→ What is asked: Please copy the records below line for line, with no changes.

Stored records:
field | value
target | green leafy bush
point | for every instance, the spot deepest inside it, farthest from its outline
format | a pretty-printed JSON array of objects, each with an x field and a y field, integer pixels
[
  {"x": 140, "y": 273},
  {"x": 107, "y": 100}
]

→ Task result:
field | value
target | green leafy bush
point | for every instance, the spot deepest inside it, farthest from its outline
format | a pretty-printed JSON array of objects, each with an x field and a y field, integer pixels
[
  {"x": 140, "y": 273},
  {"x": 107, "y": 100}
]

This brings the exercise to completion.